- [EXERCISE DESCRIPTION]: Copy every one of the items below verbatim, line by line, without changing anything.

- [STORED RECORDS]:
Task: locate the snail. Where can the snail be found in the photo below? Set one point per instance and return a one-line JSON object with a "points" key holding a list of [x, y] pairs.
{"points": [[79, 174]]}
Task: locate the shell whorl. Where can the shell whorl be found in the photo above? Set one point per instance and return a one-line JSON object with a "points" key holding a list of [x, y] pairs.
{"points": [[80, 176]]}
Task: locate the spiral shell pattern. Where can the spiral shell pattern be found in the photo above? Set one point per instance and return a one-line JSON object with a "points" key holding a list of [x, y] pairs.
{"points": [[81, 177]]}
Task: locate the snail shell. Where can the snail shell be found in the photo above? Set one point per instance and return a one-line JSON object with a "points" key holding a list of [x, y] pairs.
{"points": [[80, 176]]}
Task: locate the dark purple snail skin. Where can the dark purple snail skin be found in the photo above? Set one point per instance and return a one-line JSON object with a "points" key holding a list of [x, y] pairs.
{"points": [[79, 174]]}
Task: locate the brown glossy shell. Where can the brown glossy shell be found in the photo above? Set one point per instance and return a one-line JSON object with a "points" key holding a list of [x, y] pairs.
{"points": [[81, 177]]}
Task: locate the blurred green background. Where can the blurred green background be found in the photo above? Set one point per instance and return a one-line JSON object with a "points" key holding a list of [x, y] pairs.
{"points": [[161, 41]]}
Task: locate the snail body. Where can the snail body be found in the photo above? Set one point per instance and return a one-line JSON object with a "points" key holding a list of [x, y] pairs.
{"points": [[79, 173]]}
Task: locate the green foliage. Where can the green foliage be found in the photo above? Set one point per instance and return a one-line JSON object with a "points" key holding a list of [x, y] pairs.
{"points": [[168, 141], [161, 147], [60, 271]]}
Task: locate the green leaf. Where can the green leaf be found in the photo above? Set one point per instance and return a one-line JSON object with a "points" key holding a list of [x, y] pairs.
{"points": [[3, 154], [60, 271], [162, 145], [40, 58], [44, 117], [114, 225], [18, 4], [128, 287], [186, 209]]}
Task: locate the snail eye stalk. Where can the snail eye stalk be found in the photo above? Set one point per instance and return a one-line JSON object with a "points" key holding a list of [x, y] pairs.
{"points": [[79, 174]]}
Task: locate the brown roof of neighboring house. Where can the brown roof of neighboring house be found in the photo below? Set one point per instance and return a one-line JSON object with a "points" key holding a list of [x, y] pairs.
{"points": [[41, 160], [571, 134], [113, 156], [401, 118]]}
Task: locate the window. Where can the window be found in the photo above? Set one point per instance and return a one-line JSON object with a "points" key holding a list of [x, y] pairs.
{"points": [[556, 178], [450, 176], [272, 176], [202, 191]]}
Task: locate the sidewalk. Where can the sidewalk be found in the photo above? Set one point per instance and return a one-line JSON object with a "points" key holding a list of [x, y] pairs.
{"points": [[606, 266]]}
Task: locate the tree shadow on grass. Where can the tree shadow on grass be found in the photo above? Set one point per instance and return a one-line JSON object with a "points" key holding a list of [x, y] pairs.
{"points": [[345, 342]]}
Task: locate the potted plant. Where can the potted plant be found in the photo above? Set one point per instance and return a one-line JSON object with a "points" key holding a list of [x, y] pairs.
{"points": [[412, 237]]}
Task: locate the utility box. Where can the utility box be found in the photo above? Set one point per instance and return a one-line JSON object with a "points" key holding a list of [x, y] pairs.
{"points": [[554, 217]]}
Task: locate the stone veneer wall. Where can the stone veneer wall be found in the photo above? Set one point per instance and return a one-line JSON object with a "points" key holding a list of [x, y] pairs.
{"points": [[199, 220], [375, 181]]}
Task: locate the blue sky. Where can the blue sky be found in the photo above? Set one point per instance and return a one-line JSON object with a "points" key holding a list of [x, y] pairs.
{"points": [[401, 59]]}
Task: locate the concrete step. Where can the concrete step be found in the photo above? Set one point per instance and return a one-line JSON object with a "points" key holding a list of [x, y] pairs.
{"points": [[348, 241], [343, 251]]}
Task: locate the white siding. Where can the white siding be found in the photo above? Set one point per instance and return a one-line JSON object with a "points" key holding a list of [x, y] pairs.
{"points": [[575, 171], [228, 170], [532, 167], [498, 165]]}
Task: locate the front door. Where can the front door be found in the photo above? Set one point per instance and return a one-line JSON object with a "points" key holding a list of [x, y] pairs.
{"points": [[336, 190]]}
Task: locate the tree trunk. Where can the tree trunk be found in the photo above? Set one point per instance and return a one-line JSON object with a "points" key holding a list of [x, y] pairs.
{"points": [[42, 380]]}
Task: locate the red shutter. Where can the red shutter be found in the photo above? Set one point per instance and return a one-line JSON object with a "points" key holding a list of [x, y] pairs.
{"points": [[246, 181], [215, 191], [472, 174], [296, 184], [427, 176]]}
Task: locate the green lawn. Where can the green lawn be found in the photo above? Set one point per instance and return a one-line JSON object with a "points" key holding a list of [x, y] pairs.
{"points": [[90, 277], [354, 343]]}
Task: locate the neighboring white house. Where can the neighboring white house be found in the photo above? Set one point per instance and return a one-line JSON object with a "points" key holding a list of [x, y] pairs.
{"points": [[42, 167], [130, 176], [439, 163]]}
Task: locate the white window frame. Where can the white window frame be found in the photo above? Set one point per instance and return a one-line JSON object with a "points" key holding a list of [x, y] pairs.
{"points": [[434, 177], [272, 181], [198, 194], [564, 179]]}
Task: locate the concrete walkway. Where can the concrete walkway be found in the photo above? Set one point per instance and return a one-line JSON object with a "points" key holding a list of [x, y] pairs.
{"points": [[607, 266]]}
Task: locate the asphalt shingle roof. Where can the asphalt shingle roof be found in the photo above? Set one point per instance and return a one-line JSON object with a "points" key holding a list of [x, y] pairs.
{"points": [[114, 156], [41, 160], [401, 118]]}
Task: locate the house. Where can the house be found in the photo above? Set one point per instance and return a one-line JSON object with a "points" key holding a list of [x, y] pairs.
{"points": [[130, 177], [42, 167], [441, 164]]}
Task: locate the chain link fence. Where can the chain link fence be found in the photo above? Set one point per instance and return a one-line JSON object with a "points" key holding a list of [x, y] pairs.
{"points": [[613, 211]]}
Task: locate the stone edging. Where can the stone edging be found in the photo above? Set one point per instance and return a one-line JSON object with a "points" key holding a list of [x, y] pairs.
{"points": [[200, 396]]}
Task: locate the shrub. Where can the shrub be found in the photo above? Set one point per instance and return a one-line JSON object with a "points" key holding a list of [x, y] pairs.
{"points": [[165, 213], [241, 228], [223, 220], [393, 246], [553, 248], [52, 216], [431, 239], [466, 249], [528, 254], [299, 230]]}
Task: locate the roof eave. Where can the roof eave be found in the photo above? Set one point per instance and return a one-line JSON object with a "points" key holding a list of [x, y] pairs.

- [EXERCISE ANSWER]:
Task: locate the snail. Where can the snail be found in the photo below? Set one point per instance and return a one-line JSON object with a "points" key holding a list of [x, y] pairs.
{"points": [[79, 174]]}
Task: locate the shell whorl. Where can the shell whorl be found in the photo above? Set one point per instance and return a one-line JSON object with a "points" key holding a list of [x, y] pairs.
{"points": [[80, 176]]}
Task: locate the spiral shell pattern. Where can the spiral shell pattern be found in the photo above? Set one point per instance and return a one-line JSON object with a "points" key holding a list of [x, y] pairs.
{"points": [[81, 177]]}
Task: locate the snail shell. Where can the snail shell be found in the photo above? Set one point per instance and return a one-line JSON object with a "points" key holding a list of [x, y] pairs.
{"points": [[80, 176]]}
Task: locate the dark purple snail skin. Where can the dark purple snail skin be found in the photo above? Set one point per instance and return a one-line JSON object with a "points" key holding a list of [x, y] pairs.
{"points": [[79, 174]]}
Task: locate the brown glossy shell. Where can the brown glossy shell be found in the photo above? Set one point per instance and return a one-line JSON object with a "points" key holding a list of [x, y] pairs.
{"points": [[81, 177]]}
Task: locate the blurred green background. Where can the blurred green background be found in the photo above? Set one point per instance and return a one-line JSON object with a "points" key holding a list of [x, y] pairs.
{"points": [[161, 41]]}
Task: locate the snail body. Where can the snail body be found in the photo above? Set one point per instance and return a one-line JSON object with a "points" key holding a list of [x, y] pairs.
{"points": [[79, 173]]}
Task: locate the green foliage. Where can the green foliage be found in the photo above? Set one point per instance and return a one-line JSON object with a "points" key holding a list of [x, y] pairs.
{"points": [[168, 141], [161, 147], [60, 271]]}
Task: locate the green leaf. Where can the green leaf be found in the photo above? Set one point per instance and return a one-line JSON object with a "points" key holding a list of [x, y] pairs.
{"points": [[3, 154], [60, 271], [162, 145], [40, 58], [44, 117], [114, 225], [18, 4], [128, 287], [186, 209]]}
Task: locate the snail eye stalk. Where can the snail eye stalk be found in the photo above? Set one point per instance and return a one-line JSON object with a "points" key holding a list of [x, y] pairs.
{"points": [[79, 174]]}
Task: locate the brown roof of neighboring house. Where can the brown roof of neighboring house be found in the photo below? Set one point per instance and return a one-line JSON object with a "points" key holding a list of [x, y] pairs.
{"points": [[41, 160], [571, 134], [113, 156], [401, 118]]}
Task: locate the window. Where can the window be found in the photo above? Set one point per instance and return a one-line JSON object with a "points" key holding a list of [x, y] pairs.
{"points": [[556, 178], [450, 176], [272, 176], [202, 191]]}
Task: locate the sidewalk. Where can the sidewalk be found in the photo above? Set one point per instance and return a one-line JSON object with a "points" key holding a list of [x, y] pairs.
{"points": [[606, 266]]}
Task: locate the tree shadow on grass. Where can the tree shadow on grass be found in the photo above? Set one point per instance and return a one-line JSON object with a "points" key holding a list of [x, y] pairs.
{"points": [[345, 342]]}
Task: locate the potted plant. Where can the potted plant be found in the photo above? Set one point per instance and return a one-line JSON object with a "points" key holding a list of [x, y] pairs.
{"points": [[412, 237]]}
Task: locate the utility box. Where can the utility box be found in the photo above? Set one point per instance and return a one-line JSON object with a "points" key holding a list of [x, y] pairs.
{"points": [[554, 217]]}
Task: locate the stone veneer wall. Where can the stone veneer wall be found in the photo above? Set one point per instance and return a one-line JSON object with a "points" key holding a list of [x, y] pairs.
{"points": [[199, 220], [375, 181]]}
Task: locate the blue sky. Where can the blue sky be found in the photo above? Set one point per instance and return a one-line JSON object with a "points" key holding a list of [x, y] pairs.
{"points": [[401, 59]]}
Task: locate the concrete step. Where can the concrete step be found in the photo above? Set one point per instance and return a one-line JSON object with a "points" key holding a list of [x, y] pairs.
{"points": [[348, 241], [343, 251]]}
Task: locate the white siding. Where can the white siding be found in the photo above? Set one point per instance and return a one-line JSON object with a "points" key holding a list of [x, y] pairs.
{"points": [[575, 171], [228, 170], [532, 167], [498, 165]]}
Task: locate the front door. Where can the front door be found in the photo above? Set one point per instance and return a one-line JSON object with a "points" key holding a list of [x, y] pairs.
{"points": [[336, 190]]}
Task: locate the tree trunk. Where can the tree trunk be found in the photo above? Set one point per instance and return a one-line JSON object with a "points" key holding a list of [x, y] pairs.
{"points": [[42, 380]]}
Task: locate the red shutter. Where can the red shutter be found in the photo above? Set one point per instance and return a one-line JSON object with a "points" key holding a list of [x, y] pairs.
{"points": [[246, 181], [215, 191], [472, 174], [296, 184], [427, 176]]}
Task: locate the green lawn. Where can the green lawn be found in the photo above? Set one point per instance and return a one-line JSON object with a "points" key holding a list of [x, y] pairs.
{"points": [[90, 277], [354, 343]]}
Task: locate the neighboring white house. Where can the neighboring white house be found in the photo above? Set one point per instance and return a one-line JSON object with a "points" key holding a list of [x, y] pairs.
{"points": [[42, 167], [130, 176], [439, 163]]}
Task: locate the white window frame. Where can the white window frame be found in the photo above? Set one point per instance and return a one-line JSON object with a "points" key holding a list of [x, y] pairs.
{"points": [[434, 177], [272, 181], [198, 194], [564, 179]]}
Task: locate the concrete walkway. Where can the concrete walkway be found in the photo above? Set one point per instance and return a one-line JSON object with a "points" key holding a list of [x, y] pairs.
{"points": [[607, 266]]}
Task: locate the asphalt shingle roof. Where can the asphalt shingle roof be found in the photo above? Set one point per instance and return a one-line JSON object with a "points" key holding a list of [x, y] pairs.
{"points": [[114, 156], [41, 160], [401, 118]]}
Task: locate the house. Where can the house be found in the photo above? Set one point per instance and return a one-line JSON object with a "points" key holding a list of [x, y] pairs.
{"points": [[130, 177], [42, 167], [441, 164]]}
Task: locate the chain link fence. Where can the chain link fence be found in the photo above? Set one point per instance and return a one-line JSON object with a "points" key holding a list of [x, y] pairs.
{"points": [[613, 211]]}
Task: locate the stone edging. Where can the stone edging be found in the photo above? Set one point per instance and return a one-line JSON object with a "points" key holding a list of [x, y] pairs.
{"points": [[200, 396]]}
Task: locate the shrub. Where can the shrub be found in the photo above? Set one point per instance and return a one-line JSON object with a "points" key holding a list of [x, y] pairs.
{"points": [[165, 213], [241, 228], [223, 220], [393, 246], [553, 248], [52, 216], [431, 239], [466, 249], [528, 254], [299, 230]]}
Task: locate the roof eave. Where can the roof eave be found in the photo above? Set one point per instance and return a one-line JSON object with a "points" key holding a list of [x, y] pairs.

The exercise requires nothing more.